### JOB:
In the golf commentary below, where did Rory McIlroy make his comments about Muirfield?

### EXTRACTED TEXT:
"By Ignoring Golf’s Ties To Emirates, We Risk Hypocrisy"

It's fascinating to see how the collective golf world embraced news of Muirfield changing their policy as a sign that all is well. Get that Open back to East Lothian asap! Even though adding women as members is a change that is years away, if it happens at all.

The R&A is rushing to jump on the Muirfield bandwagon speaks to how much the membership discrimination issue is too often about the optics and not the substance. And we all understand the rush buys the R&A another year to potentially avoid a return to Trump Turnberry (even if it means St Andrews in 2021 and Muirfield a year later).

Fortunately, some seem unimpressed, but for different reasons.

Rory McIlroy, openly admitting it's not his favorite course, still make clear he had issues with the club. Brentley Romine with his comments at Bay Hill in advance of the API:

“Obviously I was outspoken about this before whenever the vote went the first time around,” McIlroy said. “I mean, in this day and age, where you’ve got women that are like the leaders of certain industries and women that are heads of state and not to be able to join a golf course? I mean, it’s obscene. Like it’s ridiculous. So, they sort of saw sense. I still think that it got to this stage is horrendous.

“And yeah, I mean, we’ll go back and we’ll play the Open Championship, because they will let women members in, but every time I go to Muirfield now I won’t have a great taste in my mouth.”

Karen Course noted the various dynamics involved and one that often gets overlooked: when the Royal and Ancient Golf Club of St Andrews started admitting women, they seemed to emphasize a surprising number of women of a certain age. As in, not able to play golf any longer.

### AVAILABLE DATA:
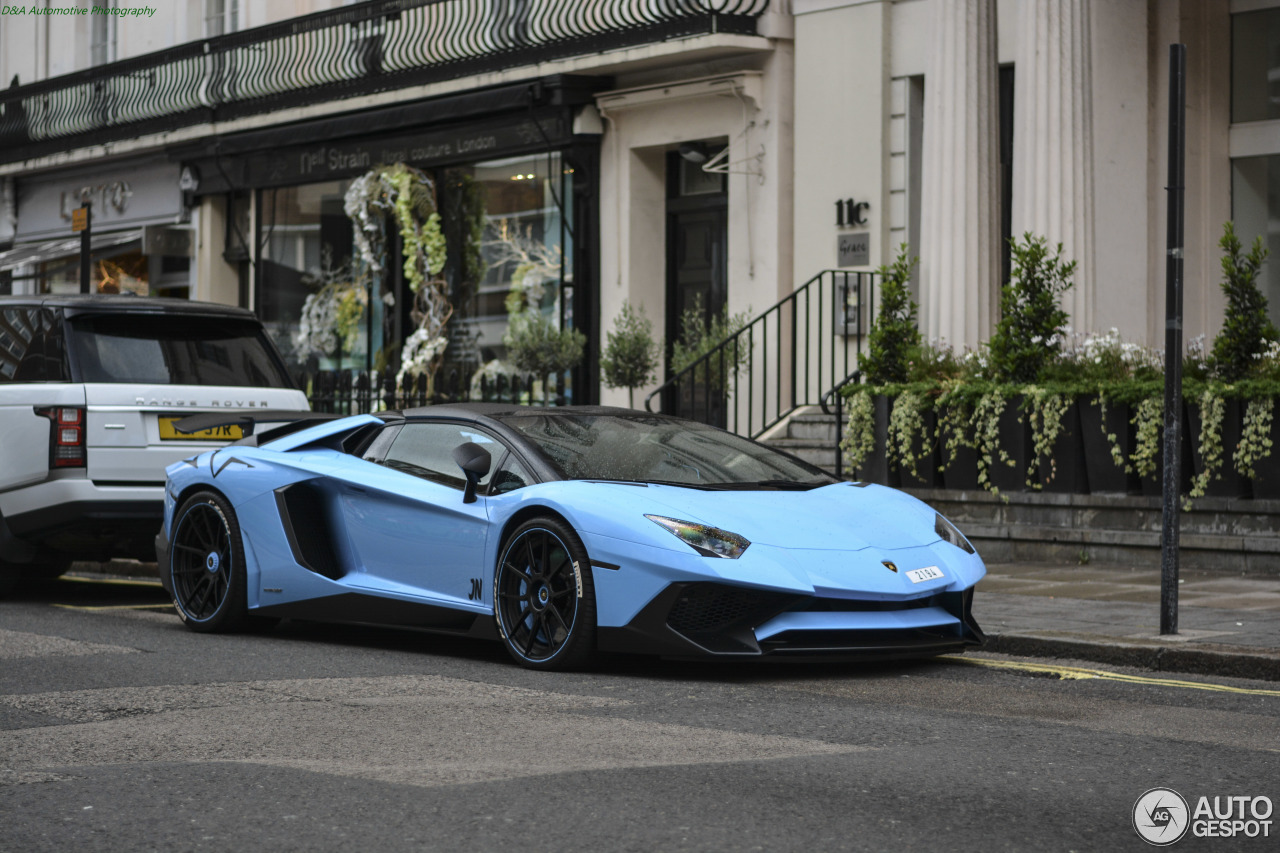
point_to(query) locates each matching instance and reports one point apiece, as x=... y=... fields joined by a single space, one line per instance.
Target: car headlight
x=947 y=532
x=709 y=542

### ANSWER FOR THIS EXERCISE:
At Bay Hill, in advance of the API.